Each entry is to be printed again word for word.

------------------------------------

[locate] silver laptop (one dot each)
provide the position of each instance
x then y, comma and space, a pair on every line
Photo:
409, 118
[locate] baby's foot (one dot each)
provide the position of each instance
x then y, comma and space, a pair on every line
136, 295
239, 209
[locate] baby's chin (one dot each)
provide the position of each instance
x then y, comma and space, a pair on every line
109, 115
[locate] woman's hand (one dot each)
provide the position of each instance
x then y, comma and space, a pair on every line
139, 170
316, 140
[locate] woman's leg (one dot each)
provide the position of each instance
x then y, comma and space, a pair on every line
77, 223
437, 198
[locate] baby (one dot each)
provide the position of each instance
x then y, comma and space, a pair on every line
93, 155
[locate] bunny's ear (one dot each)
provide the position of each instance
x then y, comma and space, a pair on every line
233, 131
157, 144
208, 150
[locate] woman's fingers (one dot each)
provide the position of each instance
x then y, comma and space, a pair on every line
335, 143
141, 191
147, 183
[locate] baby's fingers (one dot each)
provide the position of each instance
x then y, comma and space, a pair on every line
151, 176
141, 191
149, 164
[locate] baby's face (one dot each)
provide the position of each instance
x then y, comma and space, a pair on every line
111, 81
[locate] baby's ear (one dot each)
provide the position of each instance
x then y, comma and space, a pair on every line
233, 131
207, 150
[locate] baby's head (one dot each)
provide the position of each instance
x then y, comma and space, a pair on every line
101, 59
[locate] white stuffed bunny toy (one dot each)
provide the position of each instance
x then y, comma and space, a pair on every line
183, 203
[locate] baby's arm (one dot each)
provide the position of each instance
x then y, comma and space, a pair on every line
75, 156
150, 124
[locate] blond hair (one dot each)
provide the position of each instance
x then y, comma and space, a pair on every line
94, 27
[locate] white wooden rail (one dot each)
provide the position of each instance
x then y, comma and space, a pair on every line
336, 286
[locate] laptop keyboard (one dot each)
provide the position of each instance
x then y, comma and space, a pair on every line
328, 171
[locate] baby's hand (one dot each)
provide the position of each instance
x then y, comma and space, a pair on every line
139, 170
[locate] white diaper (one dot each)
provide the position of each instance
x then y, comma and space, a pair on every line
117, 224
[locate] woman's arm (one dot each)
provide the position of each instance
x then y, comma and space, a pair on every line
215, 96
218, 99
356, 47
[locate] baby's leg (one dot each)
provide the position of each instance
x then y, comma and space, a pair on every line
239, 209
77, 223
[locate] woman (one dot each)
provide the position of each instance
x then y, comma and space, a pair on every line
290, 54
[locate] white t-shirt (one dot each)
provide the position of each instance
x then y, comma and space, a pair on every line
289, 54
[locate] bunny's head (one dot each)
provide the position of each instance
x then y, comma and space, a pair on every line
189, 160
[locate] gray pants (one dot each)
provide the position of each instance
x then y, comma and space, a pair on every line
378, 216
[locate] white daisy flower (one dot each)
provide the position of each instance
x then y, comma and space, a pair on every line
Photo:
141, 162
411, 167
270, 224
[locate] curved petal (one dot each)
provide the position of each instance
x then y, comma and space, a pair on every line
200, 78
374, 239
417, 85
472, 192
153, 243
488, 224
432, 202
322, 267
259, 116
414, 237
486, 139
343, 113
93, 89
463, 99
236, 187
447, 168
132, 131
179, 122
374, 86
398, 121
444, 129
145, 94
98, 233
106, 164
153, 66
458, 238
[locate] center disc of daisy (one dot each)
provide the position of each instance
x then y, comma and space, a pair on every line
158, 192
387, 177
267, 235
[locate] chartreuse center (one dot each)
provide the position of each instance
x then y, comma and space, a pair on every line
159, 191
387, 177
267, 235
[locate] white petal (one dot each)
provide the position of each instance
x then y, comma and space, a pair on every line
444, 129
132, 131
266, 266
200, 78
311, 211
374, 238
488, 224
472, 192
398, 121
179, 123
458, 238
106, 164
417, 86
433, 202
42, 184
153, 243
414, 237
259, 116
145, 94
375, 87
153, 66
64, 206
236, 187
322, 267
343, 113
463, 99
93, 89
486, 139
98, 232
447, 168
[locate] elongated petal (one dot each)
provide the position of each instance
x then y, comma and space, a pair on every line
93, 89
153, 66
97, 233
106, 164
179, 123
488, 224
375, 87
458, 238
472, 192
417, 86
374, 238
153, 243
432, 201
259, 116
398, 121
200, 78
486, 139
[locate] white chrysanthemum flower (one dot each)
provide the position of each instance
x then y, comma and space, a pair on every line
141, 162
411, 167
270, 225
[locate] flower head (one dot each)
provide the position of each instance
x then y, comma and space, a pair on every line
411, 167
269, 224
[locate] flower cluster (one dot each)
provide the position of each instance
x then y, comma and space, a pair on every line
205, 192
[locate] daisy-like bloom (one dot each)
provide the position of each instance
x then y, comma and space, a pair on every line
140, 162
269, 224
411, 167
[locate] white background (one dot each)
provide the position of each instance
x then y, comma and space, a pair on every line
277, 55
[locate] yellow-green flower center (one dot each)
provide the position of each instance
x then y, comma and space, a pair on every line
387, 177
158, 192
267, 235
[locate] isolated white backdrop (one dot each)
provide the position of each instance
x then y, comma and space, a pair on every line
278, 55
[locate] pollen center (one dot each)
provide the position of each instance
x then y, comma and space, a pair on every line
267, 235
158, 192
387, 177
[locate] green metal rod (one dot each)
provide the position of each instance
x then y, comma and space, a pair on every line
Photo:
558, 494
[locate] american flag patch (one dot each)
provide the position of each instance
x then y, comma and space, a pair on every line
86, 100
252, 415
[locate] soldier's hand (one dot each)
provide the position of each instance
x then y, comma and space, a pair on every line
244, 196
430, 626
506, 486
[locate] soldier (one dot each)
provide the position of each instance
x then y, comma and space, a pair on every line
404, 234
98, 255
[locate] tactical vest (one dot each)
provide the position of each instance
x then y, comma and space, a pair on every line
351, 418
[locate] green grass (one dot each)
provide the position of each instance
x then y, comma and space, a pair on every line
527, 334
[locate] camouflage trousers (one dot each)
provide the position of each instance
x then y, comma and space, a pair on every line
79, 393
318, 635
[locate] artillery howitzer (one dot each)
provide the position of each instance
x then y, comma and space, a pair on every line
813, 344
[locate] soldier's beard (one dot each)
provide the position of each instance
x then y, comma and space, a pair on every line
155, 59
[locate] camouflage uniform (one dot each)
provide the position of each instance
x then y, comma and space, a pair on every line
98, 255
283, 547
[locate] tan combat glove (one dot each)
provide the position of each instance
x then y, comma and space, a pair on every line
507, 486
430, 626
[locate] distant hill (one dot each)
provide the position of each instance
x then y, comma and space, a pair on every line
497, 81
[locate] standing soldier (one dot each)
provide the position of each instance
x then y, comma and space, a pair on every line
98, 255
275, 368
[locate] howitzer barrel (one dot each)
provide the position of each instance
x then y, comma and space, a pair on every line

------------------------------------

(Answer to this problem)
[locate] silver laptop (one dot each)
provide the position of each instance
x then y, comma and space, a pair on every line
Photo:
409, 118
[locate] baby's foot (one dot each)
provide the position of each instance
x then y, comma and space, a pair on every line
136, 295
239, 209
[locate] baby's chin (one dot each)
provide the position of each instance
x then y, comma and space, a pair on every line
109, 115
[locate] woman's hand (one dot each)
provide the position of each instance
x then y, comma and space, a pair on every line
139, 170
316, 140
[locate] woman's leg (one dot each)
provide the position of each instance
x then y, comma and space, a pair on every line
77, 223
437, 198
[locate] baby (one dot each)
provide the position of each instance
x then y, comma and space, a pair on every line
93, 155
[locate] bunny's ear (one dot each)
provide the position of each instance
x then y, comma and space, a pair on every line
233, 131
157, 144
208, 150
[locate] woman's fingers (one dot each)
provide the position of each instance
x then y, comma and space, a pair on every line
335, 143
141, 191
147, 183
[locate] baby's fingers (one dot each)
provide the position of each instance
x then y, comma and space, a pair on every line
151, 176
141, 191
149, 164
[locate] baby's face (one dot each)
provide the position of each instance
x then y, comma and space, a pair on every line
111, 81
[locate] baby's ear (one dot each)
provide the position of each instance
x then y, comma and space, a pair on every line
233, 131
207, 150
[locate] baby's head (one dot each)
provide the position of each instance
x then y, comma and space, a pair on every line
101, 59
[locate] white stuffed bunny toy (one dot each)
provide the position of each instance
x then y, comma and space, a pair on every line
183, 203
[locate] baby's arm (one dot each)
provide the position of each instance
x then y, comma and space, a pair on every line
75, 156
150, 124
[locate] blond hair (one dot each)
provide the position of each instance
x then y, comma and space, a pair on every line
94, 27
[locate] white wooden rail (one dot each)
provide the position of each instance
x then y, comma and space, a pair on every line
336, 286
[locate] laptop keyboard (one dot each)
provide the position of each instance
x then y, comma and space, a pair on every line
328, 171
[locate] baby's hand (one dot each)
provide the position of each instance
x then y, comma and space, a pair on every line
139, 170
[locate] white diaper (one dot each)
provide the position of each instance
x then y, comma and space, a pair on every line
117, 224
[locate] woman's arm (one dot each)
provide the position of each instance
x then y, comma and space, a pair on every line
215, 96
218, 99
356, 47
[locate] baby's leg (one dot each)
provide the position of each instance
x then y, comma and space, a pair on every line
239, 209
77, 223
[locate] woman (one dot each)
provide the position of each instance
x then y, comma and space, a pair on every line
290, 54
[locate] white t-shirt (one dot each)
provide the position of each instance
x then y, comma and space, a pair on every line
289, 54
[locate] bunny's head (one dot each)
provide the position of each instance
x then y, comma and space, a pair on every line
189, 160
[locate] gray pants (one dot each)
provide the position of each instance
x then y, comma and space, a pair on every line
378, 216
[locate] white daisy flower (one dot each)
provide the position of each instance
x then y, comma and space, a pair on every line
Photo:
141, 162
411, 167
270, 224
[locate] curved petal (one dot each)
provide the position of each instance
x then y, comma and space, a pair on every line
200, 78
374, 239
417, 85
472, 192
153, 243
488, 224
432, 202
322, 267
259, 116
414, 237
486, 139
343, 113
93, 89
463, 99
236, 187
447, 168
132, 131
179, 122
374, 86
398, 121
444, 129
145, 94
98, 233
106, 164
153, 66
458, 238
[locate] center disc of daisy (one dot each)
provide the position of each instance
x then y, comma and space, a pair on every line
158, 192
387, 177
267, 235
[locate] chartreuse center (one dot each)
provide the position of each instance
x then y, comma and space, a pair on every line
159, 191
387, 177
267, 235
[locate] white petal (one dot each)
provide the position of each instance
x then y, comma and space, a pair on every line
444, 129
132, 131
266, 266
200, 78
311, 211
374, 238
488, 224
472, 192
398, 121
179, 123
458, 238
106, 164
417, 86
433, 202
42, 184
153, 243
414, 237
259, 116
145, 94
375, 87
153, 66
64, 206
236, 187
322, 267
343, 113
463, 99
93, 89
486, 139
98, 232
447, 168
[locate] elongated petal (one dot each)
provide the position of each instance
x then y, comma and space, a pair on every line
93, 89
153, 66
97, 233
106, 164
179, 123
488, 224
375, 87
458, 238
472, 192
417, 86
374, 238
153, 243
432, 201
259, 116
398, 121
200, 78
486, 139
[locate] white chrysanthemum flower (one dot each)
provide the position of each instance
x then y, comma and space, a pair on every line
141, 162
411, 167
270, 225
[locate] flower head (one dot each)
provide the position of each instance
x then y, comma and space, a pair on every line
411, 167
269, 224
[locate] flower cluster (one dot each)
provide the position of each instance
x then y, comma and space, a pair on every line
205, 192
[locate] daisy-like bloom (one dot each)
provide the position of each instance
x then y, comma and space, a pair on every line
140, 162
269, 224
411, 167
[locate] white background (one dot each)
provide the position of each instance
x then y, comma and space, a pair on every line
277, 55
[locate] yellow-green flower center (one dot each)
provide the position of each instance
x then y, comma and space, a pair on every line
387, 177
158, 192
267, 235
[locate] isolated white backdrop (one dot each)
provide the position of each instance
x then y, comma and space, a pair on every line
278, 55
[locate] pollen center (one dot each)
provide the position of each instance
x then y, comma and space, a pair on every line
267, 235
158, 192
387, 177
[locate] green metal rod (one dot each)
provide the position of each instance
x then y, comma and space, a pair on every line
Photo:
558, 494
[locate] american flag patch (one dot each)
provide the position of each instance
x then y, comma and space, a pair on every line
86, 100
252, 415
[locate] soldier's hand (one dot each)
provide the position of each instance
x then y, comma and space, a pair on every line
244, 196
430, 626
506, 486
[locate] soldier (one dot each)
provide the position of each instance
x then y, comma and space, a pair on every line
404, 234
98, 255
[locate] tactical vest (one dot each)
provide the position of each instance
x then y, comma and space, a pair on every line
351, 418
[locate] green grass (one dot each)
provide the position of each instance
x then y, comma and space, a pair on every line
527, 334
[locate] camouflage trousers (one dot each)
provide the position of each instance
x then y, comma and space, a pair on every line
79, 393
318, 635
[locate] artillery howitzer (one dot each)
provide the position of each instance
x then y, comma and space, a pair on every line
813, 344
[locate] soldier's beard (one dot each)
provide the position of each instance
x then y, comma and space, a pair on every line
155, 59
[locate] camouflage uniform (one dot each)
provide the position of each instance
x then y, comma and space, a pair on every line
98, 255
283, 547
[locate] tan combat glove (one dot each)
provide the position of each instance
x then y, comma and space, a pair on every line
507, 486
430, 626
[locate] distant hill (one dot each)
provide the position of each instance
x then y, comma and space, a pair on every line
497, 81
[locate] standing soldier (one dot each)
provide the position of each instance
x then y, comma and space, a pair on every line
98, 255
275, 368
[locate] howitzer barrel (one dot each)
provide the position of each instance
x then y, comma and space, a pair on every line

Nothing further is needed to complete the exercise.